[Stored records]
=====

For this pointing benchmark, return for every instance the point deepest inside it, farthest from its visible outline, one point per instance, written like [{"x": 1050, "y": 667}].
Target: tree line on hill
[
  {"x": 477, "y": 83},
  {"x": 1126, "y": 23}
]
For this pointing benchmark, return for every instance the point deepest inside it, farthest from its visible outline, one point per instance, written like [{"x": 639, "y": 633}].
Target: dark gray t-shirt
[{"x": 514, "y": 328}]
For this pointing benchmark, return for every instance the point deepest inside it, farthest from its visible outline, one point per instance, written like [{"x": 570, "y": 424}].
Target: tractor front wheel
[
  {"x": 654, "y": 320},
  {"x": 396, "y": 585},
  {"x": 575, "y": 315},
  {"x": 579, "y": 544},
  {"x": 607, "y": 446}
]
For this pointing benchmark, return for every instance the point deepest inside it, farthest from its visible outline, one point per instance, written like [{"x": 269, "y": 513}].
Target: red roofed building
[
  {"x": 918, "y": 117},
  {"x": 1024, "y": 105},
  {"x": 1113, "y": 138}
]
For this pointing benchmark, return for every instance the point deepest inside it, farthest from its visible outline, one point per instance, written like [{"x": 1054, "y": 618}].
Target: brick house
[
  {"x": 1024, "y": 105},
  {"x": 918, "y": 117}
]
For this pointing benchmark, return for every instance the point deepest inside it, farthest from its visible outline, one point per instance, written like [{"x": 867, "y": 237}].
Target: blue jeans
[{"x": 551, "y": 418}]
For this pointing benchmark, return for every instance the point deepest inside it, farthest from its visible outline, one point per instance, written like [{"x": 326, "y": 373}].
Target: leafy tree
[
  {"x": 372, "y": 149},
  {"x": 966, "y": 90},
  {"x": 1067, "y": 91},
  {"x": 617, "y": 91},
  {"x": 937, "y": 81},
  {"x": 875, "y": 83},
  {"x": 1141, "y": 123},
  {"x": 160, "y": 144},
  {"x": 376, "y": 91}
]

=====

• _Aim_
Each line in the material above must be retyped without alteration.

• _Solution for this exercise_
For this pointing benchmark, return for every instance the point deepest inside it, farthest from its visible outline, one point per instance, written like [{"x": 1050, "y": 667}].
Target: tree line on hill
[
  {"x": 477, "y": 83},
  {"x": 1126, "y": 23}
]
For this pointing benchmark, return for every instance the point deepest inside it, farthest from its visible outline, one point per instance, written like [{"x": 639, "y": 633}].
Target: dark gray t-shirt
[{"x": 514, "y": 328}]
For this pointing benchmark, return for every instance the point deepest inside it, farthest from its visible outline, one point per instance, written like [{"x": 570, "y": 424}].
Target: tractor front wheel
[
  {"x": 654, "y": 320},
  {"x": 396, "y": 585},
  {"x": 575, "y": 315},
  {"x": 579, "y": 544},
  {"x": 607, "y": 446}
]
For this pointing benchmark, return for every instance the point deepest inside it, farthest from its visible outline, one point per instance, written like [{"x": 269, "y": 513}].
Target: red roofed building
[
  {"x": 918, "y": 117},
  {"x": 1024, "y": 105},
  {"x": 1113, "y": 138}
]
For this pointing benchmark, return for every instance the point deepest inside it, farthest from its visible outline, one point per instance, written like [{"x": 1054, "y": 618}].
Target: brick house
[
  {"x": 1024, "y": 105},
  {"x": 918, "y": 117}
]
For this pointing benchmark, return for every instance the point deepest inside it, farthest from its visible outline, one point per instance, written like [{"x": 867, "y": 237}].
Target: blue jeans
[{"x": 551, "y": 418}]
For this pointing benchmark, return for every instance the point deepest inside it, farthest from its visible outline, one point per instance, written like [{"x": 326, "y": 373}].
Target: leafy tree
[
  {"x": 372, "y": 149},
  {"x": 966, "y": 90},
  {"x": 1067, "y": 91},
  {"x": 617, "y": 91},
  {"x": 937, "y": 81},
  {"x": 875, "y": 83},
  {"x": 1141, "y": 123},
  {"x": 160, "y": 144},
  {"x": 376, "y": 91}
]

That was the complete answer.